[START OF SOURCE EXTRACT]

In the 1980s, grain traders had scores of trainees phoning bids to elevators every day, which slowly evolved to faxing bid sheets and eventually to website posting for immediate, widespread updating of bids. Now many country elevators even combine that with mass transmission of bids or other information via email or to iPhones and Blackberries to keep customers continually updated — wherever they are. The personal touch has given way to speed, efficiency and lower costs.

Enhanced technology allows elevators to buy larger volumes and operate with the same size or even smaller staffs than years ago. But the grain industry has evolved in many other ways over the decades that have facilitated expansion, consolidation and have increased efficiency.

  • Interstate banking was authorized in the 80s; borrowers are now able to secure dramatically larger operating credit lines through a single lender.
  • Spreadsheets and word processing programs for PCs evolved rapidly by the early 90s and became affordable even for small businesses, dramatically increasing managers’ ability to track and analyze operating costs and margins.
  • As unbelievable as it seems, 100-car unit trains only came on the scene in the 1970s (although the first COLT train — the Cargill On Line trains — shipped out of Gilman, Ill., in 1967. Unit trains and shuttles dramatically increased the efficiency of moving ever-larger crops.
  • The shift from local rail agents to centralized, computerized management of trains has vastly improved fleet utilization, benefiting both the railroads and the grain industry.
  • On the other hand, today’s container-shipments allow targeted loadings of smaller volumes of specialty crops, expanding access to niche markets.
  • Automatic probes for grain trucks became common in the 1970s, lessening harvest backlogs.
  • Computerized accounting wasn’t common in country elevators until the 1980s, although Agris was introduced in 1978. The availability of detailed centralized reporting of position reports and grain accounting facilitated the consolidation of the grain industry in the late 80s and early 90s.
  • Knight Ridder (now DTN™) introduced the push-button quote box in the 1980s, bringing a whole new world of information to the country elevator at an affordable price.
  • Options trading was reauthorized in 1985 at the Chicago Board of Trade after a 50-year absence, opening a new world of risk-management tools for producers and merchandisers.
  • 2006 brought side-by-side electronic and pit-trading of futures and options, without which the exchanges would have been hard-pressed to handle today’s massive trading volumes.
  • Computerized controls of elevator operations now allow larger terminals to shift inventories or load trains efficiently and with minimal staff.

No single innovation is responsible for the grain industry’s ability to handle ever larger volumes through facilities mostly built pre-1990 or even pre-1970. These were just a few examples, and collectively the changes have been dramatic! What stands out, however, is how many of the changes involve technology and the Internet.

The challenge now is to plan for the elevator and the grain business of the future. We can’t know what new software and hardware will be available in 10 years or even five years. But there are broad trends managers of today can embrace in planning for expansion, staff and customer service.

[END OF SOURCE EXTRACT]
[START OF INFORMATION GIVEN]

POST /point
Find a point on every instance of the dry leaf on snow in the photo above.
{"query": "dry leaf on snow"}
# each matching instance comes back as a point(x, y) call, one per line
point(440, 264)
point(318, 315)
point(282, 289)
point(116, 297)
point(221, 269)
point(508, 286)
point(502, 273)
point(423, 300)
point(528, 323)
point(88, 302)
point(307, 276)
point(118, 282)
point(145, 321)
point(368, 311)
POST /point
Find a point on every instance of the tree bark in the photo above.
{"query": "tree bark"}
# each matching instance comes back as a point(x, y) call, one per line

[END OF INFORMATION GIVEN]

STATED EXERCISE 1
Decide whether each statement below agrees with the grain industry extract. Answer yes or no for each, and quote the deciding words from the extract.
(a) Options trading returned to the Chicago Board of Trade in 1985 after a 50-year absence.
(b) Automatic probes for grain trucks became common in the 1990s.
(c) Agris was introduced in 1988.
STATED EXERCISE 2
Locate every line in the rows that contains the word "leaf", and copy each of those lines.

FULL OUTPUT 1
(a) Yes: "Options trading was reauthorized in 1985 at the Chicago Board of Trade after a 50-year absence"
(b) No: "Automatic probes for grain trucks became common in the 1970s"
(c) No: "although Agris was introduced in 1978"

FULL OUTPUT 2
Find a point on every instance of the dry leaf on snow in the photo above.
{"query": "dry leaf on snow"}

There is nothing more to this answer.